- _KUTIPAN BACAAN_:

#####

Judul di atas terinspirasi dari salah satu tulisan Cak Nur, yakni Orientasi Prestasi Bukan Prestise. Sebuah ungkapan yang menunjukkan bahwa keunggulan suatu peradaban adalah dengan memaksimalkan potensi-potensi kemanusiaan serta melakukan kerja-kerja cerdas dan kerja kerja intelektual. Begitu pula dengan hijrah, mestinya berbentuk hijrah prestasi dan bukan hijrah prestise.
Hijrah Prestasi
Agama Islam adalah agama yang sangat menekankan pengamalan. Dalam surah Al-Ma’un Tuhan mengecam orang yang salat tetapi lupa akan salatnya. Buah dari segala ibadah vertikal adalah yang menghasilkan sosial kemanusiaan. Dengan bahasa yang lain, prestasi ibadah itu adalah yang kualitasnya baik. Hal ini seperti yang digambarkan dalam surah al-Mulk, “Dialah yang menjadikan kematian dan kehidupan untuk menguji kamu mana yang paling baik amalnya”.

#####

- _DESKRIPSI LATIHAN_:
Bagaimana Anda akan meneruskan esai tentang hijrah prestasi di atas, dimulai tepat setelah kalimat terakhirnya?

- _MATERI_:
#####

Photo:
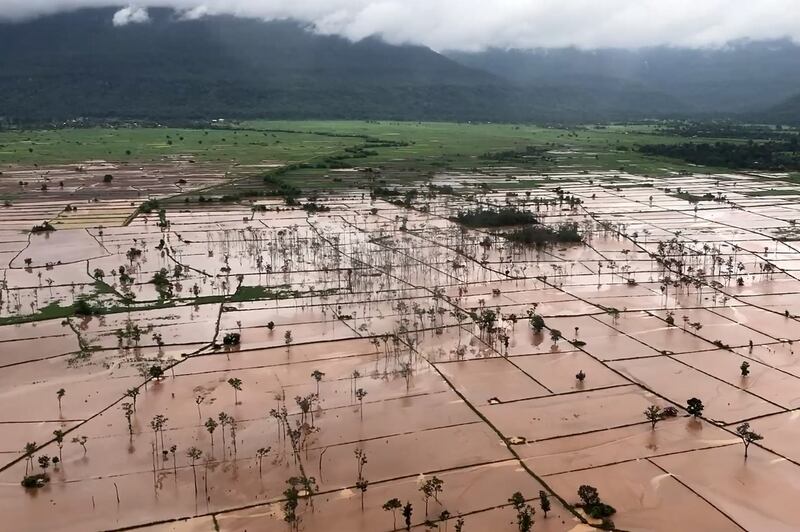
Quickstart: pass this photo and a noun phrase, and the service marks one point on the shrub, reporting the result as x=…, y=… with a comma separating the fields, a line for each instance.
x=503, y=217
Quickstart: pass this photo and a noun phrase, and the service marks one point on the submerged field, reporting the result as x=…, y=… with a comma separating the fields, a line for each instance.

#####

- _PEMBAHASAN LATIHAN_:
Ayat memberikan kita konotasi bahwa amal yang terbaik adalah yang berkualitas, ahsanu amala. Bukan aktsaru amala, banyak amal tetapi nilai kualitasnya bermasalah itu akan merugikan kita. Bisa jadi merupakan amal-amal yang berpenyakit, beribadah tapi bermasalah dengan orang lain.
Nabi pernah menggambarkan tentang orang orang yang muflis, orang muflis adalah orang yang banyak amalnya tapi amalnya bermasalah. Di akhirat kelak mereka datang membawa amalnya, tapi banyak yang memprotes karena dalam kehidupan sosialnya, dia banyak menyakiti sesamanya. Sehingga, amal-amalnya ditransfer kepada orang yang pernah menyakitinya.
Setelah habis tabungan amalnya, rupanya orang yang pernah disakitinya masih banyak. Sehingga amal kejelekan orang yang disakitinya ditimpakan kepadanya, itulah orang yang muflis atau bangkrut yang pernah diprediksi oleh Nabi. Di sinilah pentingnya agar nilai amal ritual kita terkoneksi dengan amal-amal sosial.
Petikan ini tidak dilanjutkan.